*Task*
Rewrite every line of the material from the line that contains "Note: for every instance of the gray plumage, put" through the end of the material, requests included. Multiply each coordinate in the answer points by 1.1 and round to a whole number, with halves rounded up, but leave the requests and their format samples unchanged.

[Entries from a point-annotation set]
····················

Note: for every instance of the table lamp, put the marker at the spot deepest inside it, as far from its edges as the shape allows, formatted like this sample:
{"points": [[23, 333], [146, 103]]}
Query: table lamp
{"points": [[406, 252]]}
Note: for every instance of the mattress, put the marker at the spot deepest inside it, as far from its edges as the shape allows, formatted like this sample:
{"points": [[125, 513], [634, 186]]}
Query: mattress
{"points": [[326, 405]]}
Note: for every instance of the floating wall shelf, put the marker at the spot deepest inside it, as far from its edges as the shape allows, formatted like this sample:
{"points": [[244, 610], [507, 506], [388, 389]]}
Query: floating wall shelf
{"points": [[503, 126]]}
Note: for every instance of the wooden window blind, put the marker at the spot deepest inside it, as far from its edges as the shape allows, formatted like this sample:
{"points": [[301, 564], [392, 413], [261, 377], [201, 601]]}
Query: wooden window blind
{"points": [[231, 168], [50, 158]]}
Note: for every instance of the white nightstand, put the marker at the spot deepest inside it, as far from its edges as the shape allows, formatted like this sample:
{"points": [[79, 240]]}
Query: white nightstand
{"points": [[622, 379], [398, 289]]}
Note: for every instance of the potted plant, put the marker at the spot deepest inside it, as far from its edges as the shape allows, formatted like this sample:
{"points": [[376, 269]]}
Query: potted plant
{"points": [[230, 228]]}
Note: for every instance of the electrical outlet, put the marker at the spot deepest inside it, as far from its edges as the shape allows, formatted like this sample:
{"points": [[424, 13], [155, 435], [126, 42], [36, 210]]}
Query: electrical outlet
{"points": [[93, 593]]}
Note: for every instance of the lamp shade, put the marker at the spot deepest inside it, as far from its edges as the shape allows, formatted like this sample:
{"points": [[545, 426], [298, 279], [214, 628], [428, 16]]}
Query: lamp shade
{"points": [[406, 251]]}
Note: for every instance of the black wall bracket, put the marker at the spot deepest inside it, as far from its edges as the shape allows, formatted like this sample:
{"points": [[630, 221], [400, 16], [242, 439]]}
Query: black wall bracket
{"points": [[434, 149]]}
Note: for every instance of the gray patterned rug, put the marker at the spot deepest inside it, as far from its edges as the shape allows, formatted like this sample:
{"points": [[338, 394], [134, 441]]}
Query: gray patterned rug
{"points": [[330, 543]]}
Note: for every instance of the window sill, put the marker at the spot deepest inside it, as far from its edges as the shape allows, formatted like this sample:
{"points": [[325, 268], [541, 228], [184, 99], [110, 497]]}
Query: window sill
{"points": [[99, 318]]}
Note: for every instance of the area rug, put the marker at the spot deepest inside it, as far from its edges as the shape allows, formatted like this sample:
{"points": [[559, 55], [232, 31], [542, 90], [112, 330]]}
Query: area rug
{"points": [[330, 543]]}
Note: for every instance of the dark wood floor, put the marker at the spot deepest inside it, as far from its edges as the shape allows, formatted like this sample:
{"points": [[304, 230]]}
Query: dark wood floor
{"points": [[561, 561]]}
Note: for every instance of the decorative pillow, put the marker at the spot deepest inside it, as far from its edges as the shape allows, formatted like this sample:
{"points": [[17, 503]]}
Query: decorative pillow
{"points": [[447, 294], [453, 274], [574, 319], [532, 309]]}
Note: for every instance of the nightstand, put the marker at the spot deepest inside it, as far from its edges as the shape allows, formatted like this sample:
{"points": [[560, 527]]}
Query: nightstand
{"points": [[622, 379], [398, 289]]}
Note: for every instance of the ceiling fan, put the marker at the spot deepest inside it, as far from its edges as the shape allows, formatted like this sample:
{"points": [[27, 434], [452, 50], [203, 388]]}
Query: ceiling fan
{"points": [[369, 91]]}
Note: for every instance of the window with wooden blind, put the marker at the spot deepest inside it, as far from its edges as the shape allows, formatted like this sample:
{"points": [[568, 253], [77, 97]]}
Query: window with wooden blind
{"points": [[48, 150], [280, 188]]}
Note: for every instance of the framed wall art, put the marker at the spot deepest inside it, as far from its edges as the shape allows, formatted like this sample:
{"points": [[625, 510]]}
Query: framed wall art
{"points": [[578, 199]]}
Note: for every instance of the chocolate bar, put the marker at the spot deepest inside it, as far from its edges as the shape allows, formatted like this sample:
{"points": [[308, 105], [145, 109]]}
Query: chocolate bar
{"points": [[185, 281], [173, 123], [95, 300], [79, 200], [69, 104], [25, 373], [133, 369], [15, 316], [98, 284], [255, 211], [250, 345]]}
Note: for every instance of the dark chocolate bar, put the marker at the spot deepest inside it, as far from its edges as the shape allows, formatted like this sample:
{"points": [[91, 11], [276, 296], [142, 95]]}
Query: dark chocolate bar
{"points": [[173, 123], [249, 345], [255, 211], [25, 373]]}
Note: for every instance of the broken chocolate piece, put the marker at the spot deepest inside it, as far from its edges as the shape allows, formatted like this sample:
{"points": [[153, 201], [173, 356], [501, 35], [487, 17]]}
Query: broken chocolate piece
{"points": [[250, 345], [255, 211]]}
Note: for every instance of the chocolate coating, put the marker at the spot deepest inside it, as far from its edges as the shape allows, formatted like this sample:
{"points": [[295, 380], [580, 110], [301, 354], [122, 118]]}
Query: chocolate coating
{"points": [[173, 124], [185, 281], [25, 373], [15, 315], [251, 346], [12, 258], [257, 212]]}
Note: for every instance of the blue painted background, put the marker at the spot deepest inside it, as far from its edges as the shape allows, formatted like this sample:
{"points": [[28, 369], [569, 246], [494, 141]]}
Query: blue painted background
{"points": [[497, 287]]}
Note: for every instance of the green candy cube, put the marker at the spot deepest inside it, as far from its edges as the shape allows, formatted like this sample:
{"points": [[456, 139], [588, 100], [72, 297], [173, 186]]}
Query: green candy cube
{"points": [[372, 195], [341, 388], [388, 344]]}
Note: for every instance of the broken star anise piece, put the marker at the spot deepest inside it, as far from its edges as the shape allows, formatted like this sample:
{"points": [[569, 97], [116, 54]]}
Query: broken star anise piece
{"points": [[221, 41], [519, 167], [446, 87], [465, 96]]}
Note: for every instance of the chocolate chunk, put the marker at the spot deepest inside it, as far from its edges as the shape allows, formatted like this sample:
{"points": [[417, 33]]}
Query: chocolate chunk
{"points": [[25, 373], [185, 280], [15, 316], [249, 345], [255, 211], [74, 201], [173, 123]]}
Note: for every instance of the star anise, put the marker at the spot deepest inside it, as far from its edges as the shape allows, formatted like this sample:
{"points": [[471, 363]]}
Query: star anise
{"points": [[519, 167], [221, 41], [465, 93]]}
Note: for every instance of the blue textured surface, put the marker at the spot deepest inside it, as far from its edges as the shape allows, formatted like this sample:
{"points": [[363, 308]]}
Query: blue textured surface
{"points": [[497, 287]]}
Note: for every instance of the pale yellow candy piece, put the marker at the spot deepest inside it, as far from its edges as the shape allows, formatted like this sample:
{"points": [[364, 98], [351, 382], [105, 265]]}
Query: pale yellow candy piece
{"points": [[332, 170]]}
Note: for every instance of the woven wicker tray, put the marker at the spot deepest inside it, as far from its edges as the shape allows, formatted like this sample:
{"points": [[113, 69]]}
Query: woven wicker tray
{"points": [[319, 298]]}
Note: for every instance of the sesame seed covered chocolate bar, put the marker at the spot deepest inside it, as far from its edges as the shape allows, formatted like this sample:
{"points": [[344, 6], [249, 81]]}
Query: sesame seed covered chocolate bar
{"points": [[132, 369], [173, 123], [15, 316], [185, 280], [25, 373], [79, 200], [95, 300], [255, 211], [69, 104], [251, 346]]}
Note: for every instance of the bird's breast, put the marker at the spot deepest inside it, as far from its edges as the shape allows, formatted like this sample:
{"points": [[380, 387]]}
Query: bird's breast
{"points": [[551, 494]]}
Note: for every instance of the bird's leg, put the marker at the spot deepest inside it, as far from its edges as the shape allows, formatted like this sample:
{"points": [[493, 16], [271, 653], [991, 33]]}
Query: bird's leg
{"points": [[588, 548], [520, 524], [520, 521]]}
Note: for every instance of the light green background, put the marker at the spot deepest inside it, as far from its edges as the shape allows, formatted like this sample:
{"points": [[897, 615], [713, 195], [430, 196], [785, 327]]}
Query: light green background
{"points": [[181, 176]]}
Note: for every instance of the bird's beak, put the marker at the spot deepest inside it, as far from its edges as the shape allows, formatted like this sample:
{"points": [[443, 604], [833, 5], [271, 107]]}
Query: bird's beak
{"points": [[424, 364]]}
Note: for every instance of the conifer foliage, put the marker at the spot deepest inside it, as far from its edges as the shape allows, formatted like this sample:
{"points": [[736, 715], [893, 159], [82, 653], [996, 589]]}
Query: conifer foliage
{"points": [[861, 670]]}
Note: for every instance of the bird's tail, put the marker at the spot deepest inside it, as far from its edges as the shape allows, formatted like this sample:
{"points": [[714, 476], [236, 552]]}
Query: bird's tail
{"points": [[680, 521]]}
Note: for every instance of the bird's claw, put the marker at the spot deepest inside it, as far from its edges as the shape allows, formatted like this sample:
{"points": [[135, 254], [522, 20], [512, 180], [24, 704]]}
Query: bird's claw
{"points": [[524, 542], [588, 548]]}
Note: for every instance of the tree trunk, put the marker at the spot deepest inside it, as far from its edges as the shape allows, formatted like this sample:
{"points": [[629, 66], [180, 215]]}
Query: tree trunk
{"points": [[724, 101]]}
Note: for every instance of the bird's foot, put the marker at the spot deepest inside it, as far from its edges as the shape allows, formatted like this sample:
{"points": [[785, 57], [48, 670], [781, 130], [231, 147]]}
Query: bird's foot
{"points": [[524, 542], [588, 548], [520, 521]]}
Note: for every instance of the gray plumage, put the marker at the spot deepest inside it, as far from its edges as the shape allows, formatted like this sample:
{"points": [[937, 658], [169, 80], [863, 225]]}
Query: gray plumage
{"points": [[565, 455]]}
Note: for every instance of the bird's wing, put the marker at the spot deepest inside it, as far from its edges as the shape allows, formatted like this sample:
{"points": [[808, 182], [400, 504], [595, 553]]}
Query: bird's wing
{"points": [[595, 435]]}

····················

*Worked answer*
Note: for every instance of the gray plumage, put the marker at the spot deepest inside it, as far from its edges as the shape allows, formatted like this sample:
{"points": [[937, 658], [169, 80], [863, 225]]}
Query: gray plumage
{"points": [[622, 501]]}
Note: for every instance of the bird's wing, put the marker at the spot deepest inside it, as far from its edges as the shape allows, formatted like this sample:
{"points": [[808, 182], [400, 504], [595, 553]]}
Query: bird's wing
{"points": [[655, 479]]}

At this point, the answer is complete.